[Data extracted from a collection]
- Opening Delimiter -
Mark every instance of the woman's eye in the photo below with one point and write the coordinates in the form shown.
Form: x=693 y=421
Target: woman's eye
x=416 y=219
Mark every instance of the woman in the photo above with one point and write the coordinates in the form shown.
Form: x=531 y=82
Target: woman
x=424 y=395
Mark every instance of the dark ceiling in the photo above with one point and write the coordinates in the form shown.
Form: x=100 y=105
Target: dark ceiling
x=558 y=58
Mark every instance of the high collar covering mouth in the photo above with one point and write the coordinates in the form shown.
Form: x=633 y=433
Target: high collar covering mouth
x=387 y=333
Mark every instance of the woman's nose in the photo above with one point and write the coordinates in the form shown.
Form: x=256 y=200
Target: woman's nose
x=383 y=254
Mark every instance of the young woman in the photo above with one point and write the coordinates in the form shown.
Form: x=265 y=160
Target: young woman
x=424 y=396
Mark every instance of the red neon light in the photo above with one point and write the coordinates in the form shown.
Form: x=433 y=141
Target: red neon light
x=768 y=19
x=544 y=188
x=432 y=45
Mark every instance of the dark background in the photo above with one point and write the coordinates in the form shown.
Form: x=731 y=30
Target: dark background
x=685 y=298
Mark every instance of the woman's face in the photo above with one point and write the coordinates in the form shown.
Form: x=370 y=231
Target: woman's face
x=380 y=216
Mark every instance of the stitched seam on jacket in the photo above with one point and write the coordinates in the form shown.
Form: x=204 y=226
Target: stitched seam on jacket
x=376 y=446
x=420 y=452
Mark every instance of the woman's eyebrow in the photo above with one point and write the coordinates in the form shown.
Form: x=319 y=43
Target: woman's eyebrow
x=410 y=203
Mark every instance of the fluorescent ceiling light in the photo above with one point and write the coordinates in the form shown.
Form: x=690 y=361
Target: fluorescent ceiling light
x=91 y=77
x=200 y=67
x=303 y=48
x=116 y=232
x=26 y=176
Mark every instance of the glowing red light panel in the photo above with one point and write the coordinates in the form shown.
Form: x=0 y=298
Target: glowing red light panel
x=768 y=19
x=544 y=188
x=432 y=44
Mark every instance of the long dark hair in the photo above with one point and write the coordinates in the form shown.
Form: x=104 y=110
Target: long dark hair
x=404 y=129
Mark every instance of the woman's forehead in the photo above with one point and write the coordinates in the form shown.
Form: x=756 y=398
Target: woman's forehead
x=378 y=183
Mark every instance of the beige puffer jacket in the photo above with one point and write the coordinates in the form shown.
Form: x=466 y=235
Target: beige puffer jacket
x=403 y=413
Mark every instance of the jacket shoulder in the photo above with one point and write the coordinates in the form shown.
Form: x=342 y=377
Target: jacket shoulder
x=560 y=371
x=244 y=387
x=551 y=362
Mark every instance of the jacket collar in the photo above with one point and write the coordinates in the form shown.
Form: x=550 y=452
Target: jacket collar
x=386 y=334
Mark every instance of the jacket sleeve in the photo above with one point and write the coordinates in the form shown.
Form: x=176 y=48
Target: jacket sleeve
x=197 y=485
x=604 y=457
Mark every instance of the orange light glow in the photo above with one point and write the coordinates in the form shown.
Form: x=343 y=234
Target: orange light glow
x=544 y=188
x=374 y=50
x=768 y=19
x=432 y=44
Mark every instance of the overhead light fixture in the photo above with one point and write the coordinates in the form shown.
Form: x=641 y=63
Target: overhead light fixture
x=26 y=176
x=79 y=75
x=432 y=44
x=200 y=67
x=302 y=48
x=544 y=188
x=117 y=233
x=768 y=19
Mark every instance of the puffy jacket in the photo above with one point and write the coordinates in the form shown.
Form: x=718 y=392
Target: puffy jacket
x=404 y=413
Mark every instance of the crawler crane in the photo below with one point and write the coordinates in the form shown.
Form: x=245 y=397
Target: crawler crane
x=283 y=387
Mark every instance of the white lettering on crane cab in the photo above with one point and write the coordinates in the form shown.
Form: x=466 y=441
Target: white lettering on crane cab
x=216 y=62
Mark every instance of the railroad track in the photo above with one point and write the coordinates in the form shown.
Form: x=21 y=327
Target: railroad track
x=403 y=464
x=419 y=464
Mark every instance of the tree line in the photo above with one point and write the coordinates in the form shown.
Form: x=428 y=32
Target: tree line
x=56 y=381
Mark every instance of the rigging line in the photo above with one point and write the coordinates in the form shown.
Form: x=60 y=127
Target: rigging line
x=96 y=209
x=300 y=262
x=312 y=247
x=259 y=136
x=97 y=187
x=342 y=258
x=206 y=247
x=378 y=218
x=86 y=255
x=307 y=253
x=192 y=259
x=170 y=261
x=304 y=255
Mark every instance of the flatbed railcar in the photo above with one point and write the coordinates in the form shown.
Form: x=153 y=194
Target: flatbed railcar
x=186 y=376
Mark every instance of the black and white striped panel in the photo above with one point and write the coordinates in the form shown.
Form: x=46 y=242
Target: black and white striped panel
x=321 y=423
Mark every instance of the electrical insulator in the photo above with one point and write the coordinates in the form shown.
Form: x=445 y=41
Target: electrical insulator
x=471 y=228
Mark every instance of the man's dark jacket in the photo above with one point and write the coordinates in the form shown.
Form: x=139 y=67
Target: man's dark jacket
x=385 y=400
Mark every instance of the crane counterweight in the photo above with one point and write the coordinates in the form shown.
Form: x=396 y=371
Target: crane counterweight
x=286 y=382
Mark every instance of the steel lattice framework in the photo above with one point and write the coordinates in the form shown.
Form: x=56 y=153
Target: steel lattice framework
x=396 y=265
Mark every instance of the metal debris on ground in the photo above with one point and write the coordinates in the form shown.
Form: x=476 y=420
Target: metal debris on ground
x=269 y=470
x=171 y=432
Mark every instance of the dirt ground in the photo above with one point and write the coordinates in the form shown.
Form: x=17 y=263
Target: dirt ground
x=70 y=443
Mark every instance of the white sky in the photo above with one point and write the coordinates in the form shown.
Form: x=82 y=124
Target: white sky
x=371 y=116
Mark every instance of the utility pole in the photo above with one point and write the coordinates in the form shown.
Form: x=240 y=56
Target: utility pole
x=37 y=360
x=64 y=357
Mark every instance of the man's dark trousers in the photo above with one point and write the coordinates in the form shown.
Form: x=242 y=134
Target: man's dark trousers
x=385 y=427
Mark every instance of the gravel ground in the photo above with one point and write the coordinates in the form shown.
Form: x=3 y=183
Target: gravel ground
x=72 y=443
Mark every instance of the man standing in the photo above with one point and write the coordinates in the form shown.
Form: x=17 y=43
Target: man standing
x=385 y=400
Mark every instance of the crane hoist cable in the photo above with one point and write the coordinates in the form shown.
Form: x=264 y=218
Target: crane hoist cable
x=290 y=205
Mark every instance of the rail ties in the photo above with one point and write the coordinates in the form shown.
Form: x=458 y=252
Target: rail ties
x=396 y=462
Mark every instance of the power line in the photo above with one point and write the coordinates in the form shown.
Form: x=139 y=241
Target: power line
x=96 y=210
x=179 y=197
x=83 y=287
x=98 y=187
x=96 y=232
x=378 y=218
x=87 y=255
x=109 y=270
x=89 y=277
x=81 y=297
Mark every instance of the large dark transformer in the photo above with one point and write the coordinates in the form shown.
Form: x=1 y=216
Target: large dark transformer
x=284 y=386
- Closing Delimiter -
* **Exercise brief**
Each record above has to be printed again, word for word.

* **Result**
Mark every instance of the woman's eye in the photo below with one point and write the coordinates in the form shown.
Form: x=693 y=421
Target: woman's eye
x=416 y=219
Mark every instance of the woman in the photo above with one point and write the coordinates in the form shown.
Form: x=531 y=82
Target: woman
x=424 y=395
Mark every instance of the dark ceiling in the photo above with one point and write the coordinates in the form shown.
Form: x=100 y=105
Target: dark ceiling
x=558 y=58
Mark every instance of the high collar covering mouth in the photo above with one point and write the coordinates in the form shown.
Form: x=633 y=433
Target: high collar covering mouth
x=387 y=333
Mark every instance of the woman's nose in the photo above with one point and write the coordinates in the form shown.
Form: x=256 y=200
Target: woman's nose
x=383 y=254
Mark every instance of the young woman in the photo above with one point and write the coordinates in the form shown.
Form: x=265 y=160
Target: young woman
x=424 y=396
Mark every instance of the red neon light in the photo above with one point and write the coordinates in the form shown.
Form: x=433 y=141
Target: red neon light
x=768 y=19
x=544 y=188
x=432 y=45
Mark every instance of the dark background in the photo above with one point and write the coordinates in the form shown.
Form: x=731 y=30
Target: dark background
x=685 y=298
Mark every instance of the woman's face in the photo above with one point and write the coordinates in the form shown.
Form: x=370 y=231
Target: woman's face
x=380 y=216
Mark every instance of the stitched seam on jacket in the photo above with one point and write the coordinates in the form shown.
Form: x=204 y=226
Target: stitched seam on jacket
x=376 y=446
x=420 y=452
Mark every instance of the woman's eyebrow in the photo above with one point and write the coordinates in the form shown.
Form: x=319 y=43
Target: woman's eyebrow
x=410 y=203
Mark every instance of the fluorescent ceiling light in the photo above with one point and write the coordinates in the form shown.
Form: x=690 y=361
Target: fluorescent ceiling light
x=91 y=77
x=200 y=67
x=303 y=48
x=116 y=232
x=26 y=176
Mark every instance of the glowing red light panel in the photo above with one point and write the coordinates in the form shown.
Form: x=0 y=298
Target: glowing red light panel
x=768 y=19
x=544 y=188
x=432 y=44
Mark every instance of the long dark hair in the photo above with one point and write the coordinates in the form shown.
Form: x=104 y=110
Target: long dark hair
x=404 y=129
Mark every instance of the woman's forehead in the photo above with one point and write the coordinates in the form shown.
Form: x=756 y=398
Target: woman's forehead
x=378 y=183
Mark every instance of the beige puffer jacket in the photo above with one point and write the coordinates in the form shown.
Form: x=466 y=235
Target: beige puffer jacket
x=403 y=413
Mark every instance of the jacket shoulder in the photo above with one point and write the coordinates in the form shown.
Form: x=342 y=377
Target: jacket shoulder
x=560 y=371
x=244 y=387
x=551 y=362
Mark every instance of the jacket collar in the photo above with one point and write the coordinates in the form shown.
Form: x=550 y=452
Target: jacket collar
x=386 y=334
Mark every instance of the jacket sleeve in the photo above with one point and write the coordinates in the form shown.
Form: x=176 y=48
Target: jacket sleeve
x=197 y=485
x=604 y=457
Mark every instance of the orange light glow in the photo above with one point and write the coordinates in the form shown.
Form: x=343 y=234
Target: orange light glow
x=544 y=188
x=374 y=50
x=768 y=19
x=432 y=44
Mark every instance of the overhead light fixture in the photo above with one point and write the coordinates in the form shown.
Form: x=641 y=63
Target: overhead light fixture
x=26 y=176
x=79 y=75
x=432 y=44
x=200 y=67
x=302 y=48
x=544 y=188
x=117 y=233
x=768 y=19
Mark every instance of the puffy jacket in the photo above with one point and write the coordinates in the form shown.
Form: x=718 y=392
Target: puffy jacket
x=404 y=413
Mark every instance of the crawler crane in the photo below with one point and write the coordinates in the form shown.
Form: x=245 y=397
Target: crawler crane
x=283 y=387
Mark every instance of the white lettering on crane cab in the photo above with one point and write the coordinates in the form shown.
Form: x=466 y=441
Target: white lettering on crane cab
x=216 y=62
Mark every instance of the railroad track in the photo above with one point and write the coordinates in the form shown.
Form: x=21 y=327
Target: railroad track
x=403 y=464
x=419 y=464
Mark every instance of the tree line in the photo above with one point and write the coordinates in the form shown.
Form: x=428 y=32
Target: tree line
x=56 y=381
Mark every instance of the rigging line in the photo above with one point and write the coordinates in the form shown.
Form: x=60 y=127
Target: rigging line
x=96 y=209
x=300 y=262
x=312 y=247
x=259 y=136
x=97 y=187
x=342 y=258
x=206 y=247
x=378 y=218
x=86 y=255
x=307 y=253
x=192 y=259
x=170 y=261
x=304 y=255
Mark every instance of the flatbed railcar in the photo above with one point and write the coordinates in the form shown.
Form: x=153 y=194
Target: flatbed railcar
x=186 y=376
Mark every instance of the black and white striped panel in the photo above with one point and write the coordinates in the form shown.
Form: x=46 y=242
Target: black and white striped panel
x=321 y=423
Mark every instance of the electrical insulator in the photo above with one point and write the coordinates in the form shown.
Form: x=445 y=41
Target: electrical insulator
x=471 y=228
Mark every instance of the man's dark jacket in the photo above with one point and write the coordinates in the form shown.
Form: x=139 y=67
Target: man's dark jacket
x=385 y=400
Mark every instance of the crane counterweight in the photo above with one point and write the coordinates in the form shown.
Form: x=396 y=371
Target: crane counterweight
x=286 y=382
Mark every instance of the steel lattice framework in the photo above with one point and write the coordinates in the form shown.
Form: x=56 y=153
Target: steel lattice framework
x=396 y=265
Mark every instance of the metal debris on ground in the photo above with one point and write the coordinates in the form shown.
Form: x=476 y=420
Target: metal debris on ground
x=269 y=470
x=171 y=432
Mark every instance of the dirt ground in the photo above with one point and write the coordinates in the form shown.
Form: x=17 y=263
Target: dirt ground
x=70 y=443
Mark every instance of the white sky in the photo above with one point and write the coordinates in the form shown.
Form: x=82 y=124
Target: white sky
x=371 y=116
Mark every instance of the utility pole in the photo above with one point and write the coordinates in the form shown.
Form: x=240 y=56
Target: utility pole
x=37 y=360
x=64 y=357
Mark every instance of the man's dark trousers in the photo above with one point and write the coordinates in the form shown.
Form: x=242 y=134
Target: man's dark trousers
x=385 y=427
Mark every instance of the gravel ground in the photo above with one point and write the coordinates in the form shown.
Form: x=3 y=183
Target: gravel ground
x=72 y=443
Mark every instance of the man standing in the photo above with one point and write the coordinates in the form shown.
Form: x=17 y=43
Target: man standing
x=385 y=400
Mark every instance of the crane hoist cable in the photo above with one point and write the coordinates in the form shown.
Form: x=264 y=218
Target: crane hoist cable
x=290 y=205
Mark every instance of the rail ties in the photo above with one point and write the coordinates in the form shown.
Form: x=458 y=252
Target: rail ties
x=396 y=462
Mark every instance of the power line in the photo above with one point and write the coordinates in the form shown.
Form: x=139 y=241
Target: power line
x=96 y=210
x=179 y=197
x=83 y=287
x=98 y=187
x=96 y=232
x=378 y=218
x=87 y=255
x=109 y=270
x=89 y=277
x=81 y=297
Mark every instance of the large dark transformer in the photo above with one point and write the coordinates in the form shown.
Form: x=1 y=216
Target: large dark transformer
x=284 y=386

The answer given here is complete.